U heeft voorts ook niet voldaan aan mijn verzoek om aan te geven dat U het rapport met aanbevelingen integraal accepteert en bereid bent het rapport met alle aanbevelingen zelf te gaan uitvoeren. Cliënte kan dit niet anders verstaan dan dat U niet bereid bent het rapport geheel te accepteren en ook niet bereid bent om alle werkzaamheden uit hoofde van de aanbevelingen uit te voeren.
Ik zal derhalve cliënte adviseren een andere aannemer te benaderen teneinde de werkzaamheden op kosten van Middendorp Montage te gaan uitvoeren, tenzij ik van U binnen 3 werkdagen na heden alsnog verneem dat U aan genoemd verzoek integraal zult voldoen.
(…)’
3.12.
Bij e-mail van 23 maart 2020 heeft de advocaat van Van Middendorp hierop onder meer als volgt gereageerd:
‘(…).
Ik stel (…) met cliënte vast dat in uw brief van heden noch in verdere (mij beschikbare) correspondentie, gemotiveerd en onderbouwd verwezen wordt naar concrete verplichtingen zijdens cliënte. Het inspectierapport van de heer [betrokkene 2] geeft daar evenmin blijk van en bevat slechts diverse aanbevelingen. (…).
Namens cliënte verzoek ik u derhalve gemotiveerd en onderbouwd aan te geven wat de concrete verplichtingen van cliënte zijn én vooral op grond waarvan. Eerst dan kan cliënte aangeven of de betreffende verplichtingen inderdaad moeten worden nagekomen.
(…)’.
3.13.
......
**Wat te doen:**
**a)** Op welke datum reageerde de advocaat van Van Middendorp volgens het fragment per e-mail?
**b)** Neem uit het fragment letterlijk het stuk over dat begint bij "Namens cliënte verzoek" en eindigt bij "moeten worden nagekomen.".

**Het materiaal:**
......
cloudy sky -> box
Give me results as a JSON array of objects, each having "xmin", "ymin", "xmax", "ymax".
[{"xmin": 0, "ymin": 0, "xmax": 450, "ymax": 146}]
......
**Antwoorden per opdracht:**
**a)** Op 23 maart 2020.

**b)**
Namens cliënte verzoek ik u derhalve gemotiveerd en onderbouwd aan te geven wat de concrete verplichtingen van cliënte zijn én vooral op grond waarvan. Eerst dan kan cliënte aangeven of de betreffende verplichtingen inderdaad moeten worden nagekomen.